Scope
This is Part 4 of a white paper intended to provide a brief overview of lessons learned in creating robust systems over the past 35 years of embedded systems development (starting with the Intel 4040). This part will address guidelines for referencing I/O for reliable and robust operation. These guidelines are most applicable to systems where an errant output would create irreversible or catastrophic results (shut down a power plant, cause someone’s heart to stop, etc). These systems usually require redundant I/O in hardware and careful systems and software design to prevent single point failures.
Limit the availability of I/O to be accessed from all places
The goal with these guidelines is to prevent runaway software from accidentally triggering I/O. Many embedded systems could care less about this. Errant I/O will do no harm in most systems. But sometimes the outputs are critical and can cause problems or in other cases the software can actually harm the hardware with improper ordering of I/O instructions.
I have to admit that although this is a guideline that we generally follow, when we did not follow it, it has never (to our knowledge) gotten us in trouble.
Most modern OS’s give us this protection. But many of us are still writing robust embedded systems for DOS and other microprocessors with not operating systems so this is still an issue. Even with systems without OS’s, there are still tricks that can be done to prevent accidentally outputting the wrong data or at the wrong time. Even when using OS’s with address and I/O protected spaces, kernel space software usually has no protection and all I/O can be referenced at all times.
… we need help from the hardware folks to create some sort of hardware interlock.
None of these techniques are fool proof. But they can, in the right combination, reduce the probability of harmful occurrences to almost zero.

PROVIDED DATA:
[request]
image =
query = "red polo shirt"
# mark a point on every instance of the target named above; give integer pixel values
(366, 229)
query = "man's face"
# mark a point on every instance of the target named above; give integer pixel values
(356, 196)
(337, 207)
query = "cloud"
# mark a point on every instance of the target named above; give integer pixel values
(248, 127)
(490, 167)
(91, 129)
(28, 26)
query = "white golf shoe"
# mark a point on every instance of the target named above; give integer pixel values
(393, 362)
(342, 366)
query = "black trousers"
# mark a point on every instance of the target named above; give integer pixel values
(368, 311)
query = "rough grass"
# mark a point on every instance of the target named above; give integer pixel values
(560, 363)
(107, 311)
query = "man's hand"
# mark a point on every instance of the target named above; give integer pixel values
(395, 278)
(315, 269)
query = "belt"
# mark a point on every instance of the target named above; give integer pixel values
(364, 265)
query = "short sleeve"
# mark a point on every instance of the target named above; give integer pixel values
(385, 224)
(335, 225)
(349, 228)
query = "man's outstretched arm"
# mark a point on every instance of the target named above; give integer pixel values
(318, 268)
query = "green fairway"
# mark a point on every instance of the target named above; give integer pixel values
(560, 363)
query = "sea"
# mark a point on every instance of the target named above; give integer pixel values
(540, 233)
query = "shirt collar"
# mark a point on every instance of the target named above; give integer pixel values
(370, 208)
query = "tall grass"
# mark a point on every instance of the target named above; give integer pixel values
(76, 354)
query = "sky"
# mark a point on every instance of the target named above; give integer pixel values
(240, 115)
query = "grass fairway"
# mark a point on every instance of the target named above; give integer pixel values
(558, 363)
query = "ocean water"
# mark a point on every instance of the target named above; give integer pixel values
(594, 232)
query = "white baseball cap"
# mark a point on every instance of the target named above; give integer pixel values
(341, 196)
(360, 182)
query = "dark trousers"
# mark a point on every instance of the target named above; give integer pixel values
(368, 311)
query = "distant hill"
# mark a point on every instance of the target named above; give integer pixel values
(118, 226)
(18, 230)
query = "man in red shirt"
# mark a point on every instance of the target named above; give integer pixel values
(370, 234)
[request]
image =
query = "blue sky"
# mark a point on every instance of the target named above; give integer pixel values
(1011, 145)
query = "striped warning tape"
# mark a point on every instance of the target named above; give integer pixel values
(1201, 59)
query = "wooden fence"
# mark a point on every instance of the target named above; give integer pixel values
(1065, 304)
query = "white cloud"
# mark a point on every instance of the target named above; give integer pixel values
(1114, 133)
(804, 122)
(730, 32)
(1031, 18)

TASK TO CARRY OUT: In the white paper excerpt, which processor marks the start of the 35 years of embedded systems development?

OUTPUT FOR THIS EXERCISE: The Intel 4040.